#### TEXT BLOCK:

+++

Now here’s a concrete example:

fn main() {
    for arg in std::env::args().skip(1) {
        match std::fs::metadata(&arg) {
            Err(e) => println!("Can't stat '{}': {}", arg, e),
            Ok(m) => println!("path:'{}' len:{}", arg, m.len()),
        }
    }
}

Linux x86_64 is fine:

$ truncate -s 1G foo
$ truncate -s 2G bar
$ rustc -Vv
rustc 1.5.0-nightly (9d3e79ad3 2015-10-10)
binary: rustc
commit-hash: 9d3e79ad3728f6723f8e49908696e66a68d7db95
commit-date: 2015-10-10
host: x86_64-unknown-linux-gnu
release: 1.5.0-nightly
$ rustc metadata.rs && ./metadata foo bar
path:'foo' len:1073741824
path:'bar' len:2147483648

But on i686 Linux with the same test files:

$ rustc -Vv
rustc 1.5.0-nightly (9d3e79ad3 2015-10-10)
binary: rustc
commit-hash: 9d3e79ad3728f6723f8e49908696e66a68d7db95
commit-date: 2015-10-10
host: i686-unknown-linux-gnu
release: 1.5.0-nightly
$ rustc metadata.rs && ./metadata foo bar
path:'foo' len:1073741824
Can't stat 'bar': Value too large for defined data type (os error 75)
3 Likes

I did find RFC 1291 for promoting libc from the nursery, which would need coordination with LFS goals. At a brief scan, LFS is not addressed already there, just briefly mentioned one reply that off_t does vary bitwidth in Linux. I still need to read through it in depth though.

cc @alexcrichton

I think I’d be totally fine tweaking definitions of some typedefs for these platforms or linking to different functions. From a std::fs perspective we should be covered. I also doubt this would have much breakage through libc and the rest of the ecosystem, so I’d be totally down for a patch!

I’m not an expert, but it looks like Rust is already doing The Right Thing on Windows. By that, I mean it’s using the WinNT API instead of the C API. :stuck_out_tongue:

See also https://github.com/rust-lang/rust/issues/28978 , which might have some influence on how exactly you decide to change std::os::unix::fs::MetadataExt.

OK, if widening these is not controversial, then I'll just get to it, thanks!

Well that's good for rust and libstd, at least. :slight_smile: It still should be sorted out for the libc crate though, right? It looks like stat and fstat are already linked to 64-bit variants for Windows, but off_t itself is still i32, and for instance lseek maps to _lseek with a c_long offset (could be _lseeki64), so it's not all the way there.

FWIW, OSX also appears to be wholly LFS. I don't know the history -- maybe all BSDs bit that LFS compatibility bullet a long time ago.

I guess I should revise my target goal: all platforms that have LFS in their C API (or similar, e.g. WinNT) should use it by default in Rust too. But Android surprises me -- I'll comment over on that issue. Still, it's possible someone will want a Rust port on a weird embedded system where LFS is irrelevant, so this needn't become a mandate.

+++

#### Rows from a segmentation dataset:
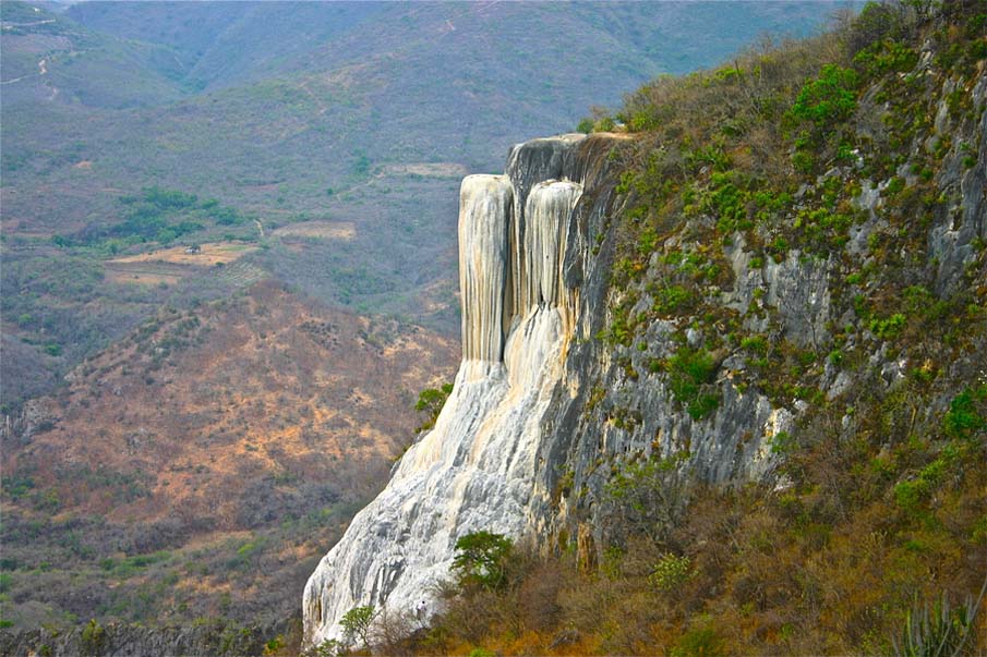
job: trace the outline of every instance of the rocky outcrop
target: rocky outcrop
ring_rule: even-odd
[[[246,657],[264,654],[267,641],[286,631],[286,623],[236,626],[210,621],[191,628],[96,625],[95,630],[31,630],[0,632],[3,657]]]
[[[977,108],[987,101],[983,76],[972,97]],[[949,126],[949,113],[939,113],[938,129],[967,145],[963,166],[955,146],[935,181],[942,198],[955,200],[930,220],[922,264],[941,296],[962,284],[987,240],[987,114]],[[868,323],[855,315],[853,290],[846,291],[856,284],[846,282],[851,265],[874,266],[869,243],[888,228],[888,181],[857,180],[854,165],[819,177],[820,187],[859,183],[854,224],[830,251],[803,244],[765,261],[763,251],[749,250],[741,232],[715,245],[696,244],[688,235],[710,232],[693,231],[690,222],[715,223],[700,216],[662,238],[640,265],[641,276],[614,285],[618,227],[633,221],[624,207],[630,199],[616,193],[611,170],[619,158],[610,155],[624,138],[535,139],[511,149],[504,175],[464,181],[464,360],[455,389],[435,428],[408,451],[388,487],[310,579],[308,644],[336,637],[339,619],[358,605],[426,617],[433,585],[448,576],[456,539],[472,531],[531,537],[546,548],[557,545],[549,538],[575,537],[580,551],[592,552],[606,544],[606,483],[627,462],[676,455],[683,473],[705,482],[770,483],[775,448],[808,417],[807,399],[830,402],[853,386],[892,386],[904,376],[907,363],[870,328],[882,317]],[[975,162],[971,151],[978,154]],[[903,166],[899,175],[911,174]],[[793,212],[808,207],[802,195],[813,186],[794,196]],[[722,311],[733,330],[810,355],[813,394],[757,380],[763,373],[748,376],[751,358],[742,341],[712,334],[726,332],[715,313],[700,320],[654,311],[664,257],[689,248],[713,253],[726,270],[696,291],[703,307]],[[601,339],[621,307],[645,319],[636,320],[629,339]],[[866,367],[848,373],[834,366],[839,358],[826,357],[838,332],[844,350],[866,354]],[[683,350],[702,350],[711,363],[701,381],[711,402],[696,412],[676,393],[667,369]],[[847,415],[843,430],[852,427]]]
[[[588,160],[607,137],[565,135],[515,147],[505,175],[460,192],[464,358],[435,427],[352,522],[305,587],[305,640],[338,635],[358,605],[428,615],[456,539],[528,533],[545,416],[573,337],[564,284],[568,238]]]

+++

#### TASK SET:
- a) Repeat the portion of the forum thread on large file support between "cc @alexcrichton" and "to change std::os::unix::fs::MetadataExt.", inclusive.
- b) Please reproduce every line of the listing exactly, leaving the pictures out.
The forum thread on large file support and the listing come from unrelated sources.

#### EXERCISE RESPONSES:
- a)
cc @alexcrichton

I think I’d be totally fine tweaking definitions of some typedefs for these platforms or linking to different functions. From a std::fs perspective we should be covered. I also doubt this would have much breakage through libc and the rest of the ecosystem, so I’d be totally down for a patch!

I’m not an expert, but it looks like Rust is already doing The Right Thing on Windows. By that, I mean it’s using the WinNT API instead of the C API. :stuck_out_tongue:

See also https://github.com/rust-lang/rust/issues/28978 , which might have some influence on how exactly you decide to change std::os::unix::fs::MetadataExt.

- b)
job: trace the outline of every instance of the rocky outcrop
target: rocky outcrop
ring_rule: even-odd
[[[246,657],[264,654],[267,641],[286,631],[286,623],[236,626],[210,621],[191,628],[96,625],[95,630],[31,630],[0,632],[3,657]]]
[[[977,108],[987,101],[983,76],[972,97]],[[949,126],[949,113],[939,113],[938,129],[967,145],[963,166],[955,146],[935,181],[942,198],[955,200],[930,220],[922,264],[941,296],[962,284],[987,240],[987,114]],[[868,323],[855,315],[853,290],[846,291],[856,284],[846,282],[851,265],[874,266],[869,243],[888,228],[888,181],[857,180],[854,165],[819,177],[820,187],[859,183],[854,224],[830,251],[803,244],[765,261],[763,251],[749,250],[741,232],[715,245],[696,244],[688,235],[710,232],[693,231],[690,222],[715,223],[700,216],[662,238],[640,265],[641,276],[614,285],[618,227],[633,221],[624,207],[630,199],[616,193],[611,170],[619,158],[610,155],[624,138],[535,139],[511,149],[504,175],[464,181],[464,360],[455,389],[435,428],[408,451],[388,487],[310,579],[308,644],[336,637],[339,619],[358,605],[426,617],[433,585],[448,576],[456,539],[472,531],[531,537],[546,548],[557,545],[549,538],[575,537],[580,551],[592,552],[606,544],[606,483],[627,462],[676,455],[683,473],[705,482],[770,483],[775,448],[808,417],[807,399],[830,402],[853,386],[892,386],[904,376],[907,363],[870,328],[882,317]],[[975,162],[971,151],[978,154]],[[903,166],[899,175],[911,174]],[[793,212],[808,207],[802,195],[813,186],[794,196]],[[722,311],[733,330],[810,355],[813,394],[757,380],[763,373],[748,376],[751,358],[742,341],[712,334],[726,332],[715,313],[700,320],[654,311],[664,257],[689,248],[713,253],[726,270],[696,291],[703,307]],[[601,339],[621,307],[645,319],[636,320],[629,339]],[[866,367],[848,373],[834,366],[839,358],[826,357],[838,332],[844,350],[866,354]],[[683,350],[702,350],[711,363],[701,381],[711,402],[696,412],[676,393],[667,369]],[[847,415],[843,430],[852,427]]]
[[[588,160],[607,137],[565,135],[515,147],[505,175],[460,192],[464,358],[435,427],[352,522],[305,587],[305,640],[338,635],[358,605],[428,615],[456,539],[528,533],[545,416],[573,337],[564,284],[568,238]]]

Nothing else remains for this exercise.